Once the pictures are removed, return each record below exactly as written.
*** Study material ***
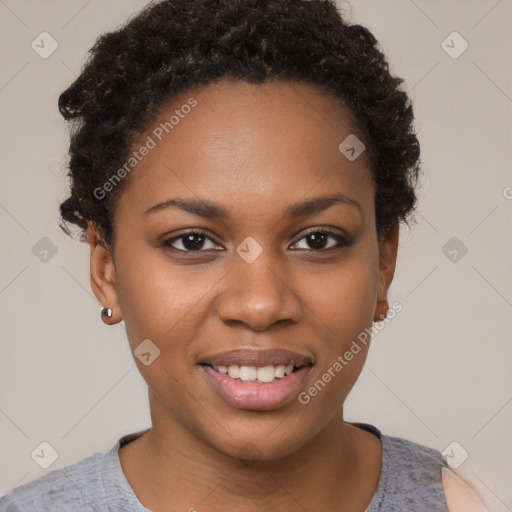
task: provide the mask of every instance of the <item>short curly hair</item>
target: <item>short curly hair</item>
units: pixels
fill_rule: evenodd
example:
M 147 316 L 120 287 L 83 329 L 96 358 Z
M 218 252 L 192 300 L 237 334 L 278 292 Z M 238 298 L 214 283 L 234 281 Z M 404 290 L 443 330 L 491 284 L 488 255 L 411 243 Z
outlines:
M 123 165 L 159 108 L 223 77 L 302 81 L 342 99 L 367 147 L 379 240 L 408 224 L 420 154 L 412 105 L 367 28 L 344 20 L 334 0 L 160 0 L 101 35 L 59 97 L 72 122 L 61 228 L 79 226 L 85 241 L 92 221 L 110 244 L 126 180 L 106 200 L 93 191 Z

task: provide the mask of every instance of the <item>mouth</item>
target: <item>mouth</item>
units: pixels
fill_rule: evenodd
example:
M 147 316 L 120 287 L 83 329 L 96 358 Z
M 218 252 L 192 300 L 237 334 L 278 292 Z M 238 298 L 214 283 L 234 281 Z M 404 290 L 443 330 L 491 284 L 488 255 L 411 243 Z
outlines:
M 300 392 L 313 358 L 284 349 L 234 350 L 198 363 L 220 396 L 238 409 L 271 410 Z

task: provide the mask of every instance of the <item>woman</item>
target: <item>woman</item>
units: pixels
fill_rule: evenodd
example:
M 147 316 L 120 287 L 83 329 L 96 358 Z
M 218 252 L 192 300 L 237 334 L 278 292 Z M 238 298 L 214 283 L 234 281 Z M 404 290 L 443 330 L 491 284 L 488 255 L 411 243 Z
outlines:
M 372 323 L 400 310 L 401 83 L 328 0 L 160 1 L 99 38 L 59 100 L 60 212 L 152 427 L 1 510 L 484 510 L 436 450 L 343 419 Z

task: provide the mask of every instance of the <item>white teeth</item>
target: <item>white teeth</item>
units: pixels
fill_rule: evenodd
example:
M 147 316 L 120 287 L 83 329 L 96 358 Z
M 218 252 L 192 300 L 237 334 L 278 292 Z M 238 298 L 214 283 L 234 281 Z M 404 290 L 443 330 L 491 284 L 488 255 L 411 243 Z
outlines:
M 293 372 L 293 364 L 285 366 L 279 364 L 277 366 L 238 366 L 232 364 L 230 366 L 214 366 L 219 373 L 228 374 L 232 379 L 240 379 L 246 382 L 273 382 L 276 378 L 282 379 L 286 375 Z
M 240 380 L 256 380 L 257 374 L 254 366 L 240 366 Z
M 276 377 L 284 377 L 286 375 L 286 366 L 284 364 L 280 364 L 276 366 Z
M 239 379 L 240 378 L 240 366 L 236 364 L 232 364 L 231 366 L 228 366 L 228 375 L 232 379 Z
M 262 366 L 258 368 L 258 380 L 260 382 L 272 382 L 276 378 L 273 366 Z

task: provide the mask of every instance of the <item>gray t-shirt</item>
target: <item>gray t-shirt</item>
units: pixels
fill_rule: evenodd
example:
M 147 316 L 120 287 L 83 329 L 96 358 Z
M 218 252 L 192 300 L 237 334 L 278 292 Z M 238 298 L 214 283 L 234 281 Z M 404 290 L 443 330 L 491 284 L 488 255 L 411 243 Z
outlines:
M 382 470 L 365 512 L 448 512 L 441 484 L 442 455 L 433 448 L 352 423 L 382 441 Z M 0 499 L 0 512 L 151 512 L 130 487 L 118 450 L 149 429 L 123 436 L 95 453 L 16 487 Z

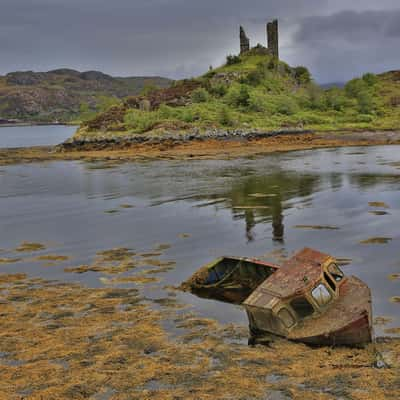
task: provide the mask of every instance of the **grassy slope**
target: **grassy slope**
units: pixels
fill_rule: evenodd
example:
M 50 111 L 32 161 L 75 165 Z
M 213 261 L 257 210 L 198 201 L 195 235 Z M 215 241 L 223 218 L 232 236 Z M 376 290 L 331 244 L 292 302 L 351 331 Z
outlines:
M 111 112 L 99 115 L 96 123 L 84 125 L 78 135 L 96 135 L 99 130 L 103 135 L 108 131 L 125 135 L 162 133 L 195 127 L 200 131 L 213 128 L 326 131 L 398 129 L 400 125 L 398 72 L 367 74 L 350 81 L 343 89 L 324 90 L 308 82 L 307 73 L 296 75 L 296 69 L 283 62 L 274 65 L 268 55 L 253 53 L 236 61 L 190 81 L 199 88 L 188 90 L 179 106 L 165 101 L 152 107 L 152 111 L 140 111 L 137 102 L 125 102 L 119 109 L 114 107 Z M 187 81 L 176 83 L 177 87 L 187 84 Z M 113 113 L 118 117 L 114 118 Z

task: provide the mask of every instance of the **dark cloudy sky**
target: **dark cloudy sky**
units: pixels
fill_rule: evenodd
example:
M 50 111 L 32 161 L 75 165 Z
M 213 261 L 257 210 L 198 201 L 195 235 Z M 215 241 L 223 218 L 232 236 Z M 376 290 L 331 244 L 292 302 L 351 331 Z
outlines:
M 0 0 L 0 74 L 69 67 L 190 77 L 238 52 L 238 26 L 319 82 L 400 69 L 400 0 Z

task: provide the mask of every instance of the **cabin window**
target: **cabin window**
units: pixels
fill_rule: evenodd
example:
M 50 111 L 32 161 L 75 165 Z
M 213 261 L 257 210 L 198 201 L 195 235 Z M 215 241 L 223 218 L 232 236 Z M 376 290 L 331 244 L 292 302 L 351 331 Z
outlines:
M 333 290 L 333 291 L 335 291 L 336 290 L 336 285 L 335 285 L 335 282 L 332 280 L 332 278 L 330 277 L 330 275 L 329 274 L 327 274 L 326 272 L 324 272 L 324 278 L 325 278 L 325 280 L 328 282 L 328 285 L 331 287 L 331 289 Z
M 305 318 L 314 313 L 314 307 L 305 297 L 298 297 L 290 302 L 299 318 Z
M 311 295 L 314 298 L 314 300 L 318 303 L 318 305 L 321 307 L 328 304 L 332 299 L 332 296 L 328 288 L 323 283 L 320 283 L 317 287 L 315 287 L 311 291 Z
M 340 282 L 344 277 L 343 272 L 340 270 L 340 268 L 336 264 L 331 264 L 328 267 L 328 272 L 331 274 L 332 278 L 336 282 Z
M 283 322 L 286 328 L 291 328 L 296 322 L 293 315 L 289 312 L 287 308 L 282 308 L 278 312 L 278 318 Z

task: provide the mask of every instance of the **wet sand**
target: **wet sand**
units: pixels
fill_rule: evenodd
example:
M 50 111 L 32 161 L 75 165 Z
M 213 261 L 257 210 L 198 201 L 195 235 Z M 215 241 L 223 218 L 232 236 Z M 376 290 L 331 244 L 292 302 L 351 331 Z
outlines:
M 120 144 L 103 150 L 93 150 L 90 146 L 79 151 L 56 151 L 52 146 L 0 149 L 0 165 L 56 160 L 231 159 L 294 150 L 389 144 L 400 144 L 400 131 L 291 134 L 254 140 L 165 141 L 128 147 Z

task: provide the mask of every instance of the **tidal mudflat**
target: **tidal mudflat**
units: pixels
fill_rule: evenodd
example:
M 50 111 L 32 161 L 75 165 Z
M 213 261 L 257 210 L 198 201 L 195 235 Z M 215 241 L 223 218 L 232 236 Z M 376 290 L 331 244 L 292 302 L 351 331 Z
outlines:
M 2 167 L 0 398 L 397 399 L 399 150 Z M 251 347 L 244 310 L 177 290 L 304 246 L 371 287 L 376 345 Z

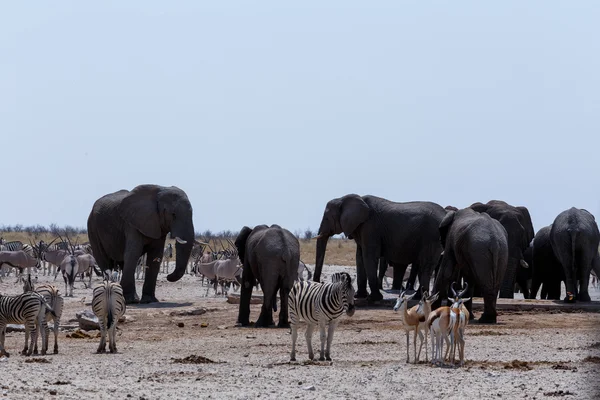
*** End of Study material ***
> [Solution for this exercise]:
task: provide the mask of every instance of the <item>short curly hair</item>
target: <item>short curly hair</item>
units: pixels
fill_rule: evenodd
example:
M 147 316 L 120 287 L 83 329 L 96 358 Z
M 218 252 L 192 300 L 237 334 L 278 292 Z M 238 298 L 214 283 L 234 281 Z M 404 290 L 443 330 L 491 284 L 488 255 L 411 243 Z
outlines:
M 123 165 L 159 108 L 223 77 L 302 81 L 342 99 L 367 147 L 379 240 L 408 224 L 420 154 L 412 105 L 367 28 L 344 20 L 334 0 L 160 0 L 101 35 L 59 97 L 72 122 L 61 228 L 79 226 L 85 241 L 92 221 L 110 244 L 126 180 L 106 200 L 93 191 Z

task: provide the mask of every instance of the <item>mouth</item>
target: <item>mouth</item>
units: pixels
fill_rule: evenodd
example:
M 147 316 L 120 287 L 83 329 L 96 358 Z
M 218 252 L 192 300 L 237 334 L 278 292 Z M 238 298 L 214 283 L 234 281 Z M 404 290 L 443 330 L 491 284 L 488 255 L 411 243 Z
outlines:
M 300 392 L 313 358 L 284 349 L 234 350 L 198 363 L 220 396 L 238 409 L 271 410 Z

task: provide the mask of every instance of the <item>woman</item>
target: <item>woman</item>
units: pixels
fill_rule: evenodd
example:
M 147 316 L 120 287 L 83 329 L 96 358 Z
M 218 252 L 192 300 L 237 334 L 278 292 Z M 238 298 L 214 283 L 234 281 Z M 404 290 L 443 330 L 491 284 L 488 255 L 411 243 Z
outlines:
M 372 323 L 400 310 L 401 83 L 328 0 L 160 1 L 99 38 L 59 100 L 60 212 L 152 427 L 1 510 L 484 510 L 436 450 L 343 419 Z

task: provide the mask of every instance of the <item>white teeth</item>
target: <item>white teeth</item>
units: pixels
fill_rule: evenodd
example:
M 147 316 L 120 287 L 83 329 L 96 358 Z
M 218 252 L 192 300 L 237 334 L 278 292 Z M 238 298 L 214 283 L 234 281 Z M 404 290 L 443 330 L 491 284 L 488 255 L 411 243 Z
outlines:
M 293 372 L 293 364 L 285 366 L 279 364 L 277 366 L 238 366 L 232 364 L 230 366 L 214 366 L 219 373 L 228 374 L 232 379 L 240 379 L 246 382 L 273 382 L 276 378 L 282 379 L 286 375 Z
M 240 380 L 256 380 L 257 374 L 254 366 L 240 366 Z
M 276 377 L 284 377 L 286 375 L 286 366 L 284 364 L 280 364 L 276 366 Z
M 239 379 L 240 378 L 240 366 L 236 364 L 232 364 L 231 366 L 228 366 L 228 375 L 232 379 Z
M 262 366 L 258 368 L 258 380 L 260 382 L 272 382 L 276 378 L 273 366 Z

task: provide the mask of every instance of the <item>gray t-shirt</item>
target: <item>gray t-shirt</item>
units: pixels
fill_rule: evenodd
example:
M 147 316 L 120 287 L 83 329 L 96 358 Z
M 218 252 L 192 300 L 237 334 L 278 292 Z M 238 298 L 214 283 L 234 281 Z M 404 290 L 443 330 L 491 284 L 488 255 L 411 243 Z
outlines:
M 382 470 L 365 512 L 448 512 L 441 484 L 442 455 L 433 448 L 352 423 L 382 441 Z M 0 499 L 0 512 L 151 512 L 130 487 L 118 450 L 149 429 L 123 436 L 95 453 L 16 487 Z

task: provide the mask of every instance of the **grassy slope**
target: **grassy slope**
units: pixels
fill_rule: evenodd
example:
M 50 111 L 32 161 L 75 165 Z
M 213 261 L 257 210 L 198 201 L 195 235 Z M 215 241 L 223 218 L 232 236 Z M 376 290 L 331 244 L 292 302 L 351 331 Z
outlines:
M 111 112 L 99 115 L 96 123 L 84 125 L 78 135 L 96 135 L 99 130 L 103 135 L 108 131 L 125 135 L 162 133 L 195 127 L 200 131 L 213 128 L 326 131 L 398 129 L 400 125 L 398 72 L 367 74 L 350 81 L 343 89 L 324 90 L 308 82 L 307 73 L 296 75 L 296 69 L 283 62 L 274 65 L 268 55 L 253 53 L 236 61 L 190 81 L 199 88 L 188 90 L 179 106 L 165 101 L 152 107 L 152 111 L 140 111 L 137 102 L 125 102 L 119 109 L 114 107 Z M 187 81 L 176 83 L 177 87 L 187 84 Z M 113 113 L 118 117 L 114 118 Z

task: provide the mask of every instance of the **dark cloudy sky**
target: **dark cloudy sky**
units: pixels
fill_rule: evenodd
example:
M 50 111 L 32 161 L 75 165 Z
M 213 261 L 257 210 L 198 201 L 195 235 Z M 215 241 L 223 218 L 232 236 Z M 376 290 L 331 244 L 292 302 L 351 331 Z
outlines:
M 0 0 L 0 74 L 69 67 L 190 77 L 238 52 L 238 26 L 319 82 L 400 69 L 400 0 Z

task: provide the mask of every instance of the **cabin window**
target: **cabin window**
units: pixels
fill_rule: evenodd
example:
M 50 111 L 32 161 L 75 165 Z
M 213 261 L 257 210 L 198 201 L 195 235 Z M 215 241 L 223 218 L 232 236 Z M 376 290 L 331 244 L 292 302 L 351 331 Z
outlines:
M 333 290 L 333 291 L 335 291 L 336 290 L 336 285 L 335 285 L 335 282 L 332 280 L 332 278 L 330 277 L 330 275 L 329 274 L 327 274 L 326 272 L 324 272 L 324 278 L 325 278 L 325 280 L 328 282 L 328 285 L 331 287 L 331 289 Z
M 305 318 L 314 313 L 314 307 L 305 297 L 298 297 L 290 302 L 299 318 Z
M 311 295 L 314 298 L 314 300 L 318 303 L 318 305 L 321 307 L 328 304 L 332 299 L 332 296 L 328 288 L 323 283 L 320 283 L 317 287 L 315 287 L 311 291 Z
M 340 282 L 344 277 L 343 272 L 340 270 L 340 268 L 336 264 L 331 264 L 328 267 L 328 272 L 331 274 L 332 278 L 336 282 Z
M 283 322 L 286 328 L 291 328 L 296 322 L 293 315 L 289 312 L 287 308 L 282 308 L 278 312 L 278 318 Z

task: provide the mask of every instance of the **wet sand**
target: **wet sand**
units: pixels
fill_rule: evenodd
example:
M 50 111 L 32 161 L 75 165 Z
M 213 261 L 257 210 L 198 201 L 195 235 Z M 215 241 L 223 218 L 232 236 Z M 376 290 L 331 244 L 292 302 L 351 331 Z
outlines:
M 120 144 L 103 150 L 93 150 L 90 146 L 79 151 L 56 151 L 52 146 L 0 149 L 0 165 L 56 160 L 231 159 L 294 150 L 389 144 L 400 144 L 400 131 L 291 134 L 254 140 L 165 141 L 128 147 Z

task: provide the mask of every instance of the **tidal mudflat**
target: **tidal mudflat**
units: pixels
fill_rule: evenodd
example:
M 50 111 L 32 161 L 75 165 Z
M 213 261 L 257 210 L 198 201 L 195 235 Z M 215 241 L 223 218 L 232 236 Z M 376 290 L 331 244 L 292 302 L 351 331 Z
outlines:
M 2 167 L 0 398 L 397 399 L 399 150 Z M 251 347 L 244 310 L 177 290 L 304 246 L 371 287 L 376 345 Z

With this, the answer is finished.